Once upon a time, government-owned national and provincial banks supported
their nation's debts. But in the mid-1990s, President Carlos Saúl Menem's
government sold these off to foreign operators such as Citibank of New
York and Fleet Bank of Boston. Former World Bank advisor Charles Calomiris
told me these bank privatizations were a "really wonderful story."
Wonderful for whom? With the foreign-owned banks unwilling to repay
Argentine depositors, the government has frozen savings accounts,
effectively seizing money from regular Argentines to pay off the foreign
creditors.
To keep the foreign creditors smiling, the "Understanding" also required
"reform of the revenue sharing system." This is the IMF's kinder, gentler
way of stating that the U.S. banks would be paid by siphoning off tax
receipts that the provinces had earmarked for education and other public
services. The "Understanding" also found cash in "reforming" the nation's
health insurance system (cut, cut, cut).
And when cuts aren't enough to pay creditors, one can always sell "las
joyas de mi abuela" (grandma's jewels), as journalist Mario del Carril
describes his nation's privatization scheme to me. Notoriously, Vivendi
Universal corporation, the French infrastructure and entertainment giant,
picked up a big hunk of the water system in 1995--and promptly cut staff
and raised prices (by 400 percent in Tucumán Province). In his
confidential memo, the World Bank's Wolfensohn sighs, "Almost all major
utilities have been privatized," so now there's really nothing left to sell.
The coup de grâce, spelled out in the "Understanding," was imposition of
"an open trade policy." This required Argentina's exporters (with their
products priced via the peg in U.S. dollars) into a pathetic, losing
competition against Brazilian goods priced in that nation's devalued
currency. Stooopid.
Have the World Bank and IMF learned from their horrific errors? They learn
the way a pig learns to sing: They can't, they won't and, if they try, the
resulting noise is unbearable. On January 9, with the capital in flames,
IMF Deputy Managing Director Anne Krueger ordered Argentina's latest in
temporary presidents, Eduardo Duhalde, to cut still deeper into government
expenditures. (President George W. Bush backed the IMF budget-cutting
advice -- the same week he demanded that the U.S. Congress adopt a $50
billion scheme to spend the United States out of recession.)

Supplied information -
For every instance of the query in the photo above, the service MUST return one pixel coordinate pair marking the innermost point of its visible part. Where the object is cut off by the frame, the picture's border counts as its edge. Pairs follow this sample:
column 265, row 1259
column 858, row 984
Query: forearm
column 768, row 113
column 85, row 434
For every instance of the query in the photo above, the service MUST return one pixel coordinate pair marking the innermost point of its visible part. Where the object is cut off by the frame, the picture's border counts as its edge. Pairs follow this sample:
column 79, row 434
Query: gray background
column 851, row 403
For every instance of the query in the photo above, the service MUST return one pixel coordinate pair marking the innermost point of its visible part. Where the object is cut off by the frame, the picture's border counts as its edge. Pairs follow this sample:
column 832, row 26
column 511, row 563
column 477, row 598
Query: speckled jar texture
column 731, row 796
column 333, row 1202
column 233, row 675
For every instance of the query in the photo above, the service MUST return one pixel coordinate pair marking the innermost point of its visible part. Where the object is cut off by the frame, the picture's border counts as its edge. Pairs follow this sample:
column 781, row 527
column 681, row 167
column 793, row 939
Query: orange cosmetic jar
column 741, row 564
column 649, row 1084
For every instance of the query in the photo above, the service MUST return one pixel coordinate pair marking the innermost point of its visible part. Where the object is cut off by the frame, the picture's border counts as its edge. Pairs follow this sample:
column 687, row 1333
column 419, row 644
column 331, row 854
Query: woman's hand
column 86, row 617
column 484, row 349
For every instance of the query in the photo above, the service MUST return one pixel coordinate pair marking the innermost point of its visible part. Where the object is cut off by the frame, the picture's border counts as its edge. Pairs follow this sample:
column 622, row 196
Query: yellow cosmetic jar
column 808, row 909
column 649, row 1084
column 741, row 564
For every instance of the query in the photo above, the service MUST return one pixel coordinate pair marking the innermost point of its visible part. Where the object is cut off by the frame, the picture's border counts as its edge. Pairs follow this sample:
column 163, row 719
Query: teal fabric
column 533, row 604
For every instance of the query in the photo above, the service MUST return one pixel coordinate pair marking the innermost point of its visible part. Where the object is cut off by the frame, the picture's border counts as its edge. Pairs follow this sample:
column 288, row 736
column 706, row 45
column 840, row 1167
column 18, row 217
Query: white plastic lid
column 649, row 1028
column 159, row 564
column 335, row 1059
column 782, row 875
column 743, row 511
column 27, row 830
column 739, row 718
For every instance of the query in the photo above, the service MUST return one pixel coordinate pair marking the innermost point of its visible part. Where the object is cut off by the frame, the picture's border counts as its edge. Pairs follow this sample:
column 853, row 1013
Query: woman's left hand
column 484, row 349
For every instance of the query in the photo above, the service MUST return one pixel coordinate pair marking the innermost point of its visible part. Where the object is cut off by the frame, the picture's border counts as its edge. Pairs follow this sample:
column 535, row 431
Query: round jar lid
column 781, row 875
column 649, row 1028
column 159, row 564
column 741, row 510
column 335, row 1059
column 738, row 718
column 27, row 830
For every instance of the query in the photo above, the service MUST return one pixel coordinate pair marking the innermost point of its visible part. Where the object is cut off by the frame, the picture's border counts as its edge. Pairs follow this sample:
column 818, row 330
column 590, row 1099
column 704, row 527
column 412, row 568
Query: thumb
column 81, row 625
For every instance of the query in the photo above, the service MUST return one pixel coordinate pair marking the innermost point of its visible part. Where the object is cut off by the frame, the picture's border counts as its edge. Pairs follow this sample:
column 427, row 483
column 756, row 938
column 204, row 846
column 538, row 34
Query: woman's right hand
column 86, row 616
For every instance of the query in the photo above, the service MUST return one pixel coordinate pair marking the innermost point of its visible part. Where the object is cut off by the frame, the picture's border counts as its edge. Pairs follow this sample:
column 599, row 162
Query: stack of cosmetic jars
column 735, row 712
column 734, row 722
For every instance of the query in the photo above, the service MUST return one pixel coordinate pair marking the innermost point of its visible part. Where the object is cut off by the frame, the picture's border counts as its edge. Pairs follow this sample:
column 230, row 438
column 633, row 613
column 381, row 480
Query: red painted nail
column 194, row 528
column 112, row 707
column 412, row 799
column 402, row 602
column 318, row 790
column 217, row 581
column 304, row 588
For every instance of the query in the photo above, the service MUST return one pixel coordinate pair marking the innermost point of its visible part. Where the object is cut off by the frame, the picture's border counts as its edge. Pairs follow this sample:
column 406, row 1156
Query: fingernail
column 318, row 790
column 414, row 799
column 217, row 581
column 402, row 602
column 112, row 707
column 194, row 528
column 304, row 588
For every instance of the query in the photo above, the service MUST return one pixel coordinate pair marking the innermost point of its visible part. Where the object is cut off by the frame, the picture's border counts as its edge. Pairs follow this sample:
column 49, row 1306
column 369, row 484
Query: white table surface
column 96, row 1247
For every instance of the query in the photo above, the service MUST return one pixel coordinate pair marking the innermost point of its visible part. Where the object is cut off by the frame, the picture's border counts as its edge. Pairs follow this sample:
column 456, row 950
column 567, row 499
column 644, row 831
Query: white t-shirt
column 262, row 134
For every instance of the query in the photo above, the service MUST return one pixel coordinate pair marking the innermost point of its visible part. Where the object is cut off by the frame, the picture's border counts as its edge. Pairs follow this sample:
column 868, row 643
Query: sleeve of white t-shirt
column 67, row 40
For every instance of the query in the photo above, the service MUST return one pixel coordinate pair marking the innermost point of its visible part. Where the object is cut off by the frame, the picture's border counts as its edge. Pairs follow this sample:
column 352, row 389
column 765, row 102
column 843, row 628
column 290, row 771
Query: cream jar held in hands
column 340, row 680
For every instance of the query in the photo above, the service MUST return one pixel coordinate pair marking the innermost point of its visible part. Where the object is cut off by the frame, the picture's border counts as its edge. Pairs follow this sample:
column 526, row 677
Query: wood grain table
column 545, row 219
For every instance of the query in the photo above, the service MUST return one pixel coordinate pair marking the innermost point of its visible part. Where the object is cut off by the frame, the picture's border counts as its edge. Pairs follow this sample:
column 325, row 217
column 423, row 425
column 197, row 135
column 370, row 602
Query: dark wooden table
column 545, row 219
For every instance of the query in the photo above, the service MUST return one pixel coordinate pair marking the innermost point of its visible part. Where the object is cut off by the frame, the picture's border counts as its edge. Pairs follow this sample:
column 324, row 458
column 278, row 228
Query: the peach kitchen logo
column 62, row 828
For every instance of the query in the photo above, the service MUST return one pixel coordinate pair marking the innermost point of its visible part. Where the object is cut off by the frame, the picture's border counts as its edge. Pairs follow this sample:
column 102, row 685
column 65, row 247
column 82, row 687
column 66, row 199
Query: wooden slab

What is being asked -
Reproduce the section of the Argentina passage above starting with "Wonderful for whom?" and going on through "(cut, cut, cut).".

Exercise result -
Wonderful for whom? With the foreign-owned banks unwilling to repay
Argentine depositors, the government has frozen savings accounts,
effectively seizing money from regular Argentines to pay off the foreign
creditors.
To keep the foreign creditors smiling, the "Understanding" also required
"reform of the revenue sharing system." This is the IMF's kinder, gentler
way of stating that the U.S. banks would be paid by siphoning off tax
receipts that the provinces had earmarked for education and other public
services. The "Understanding" also found cash in "reforming" the nation's
health insurance system (cut, cut, cut).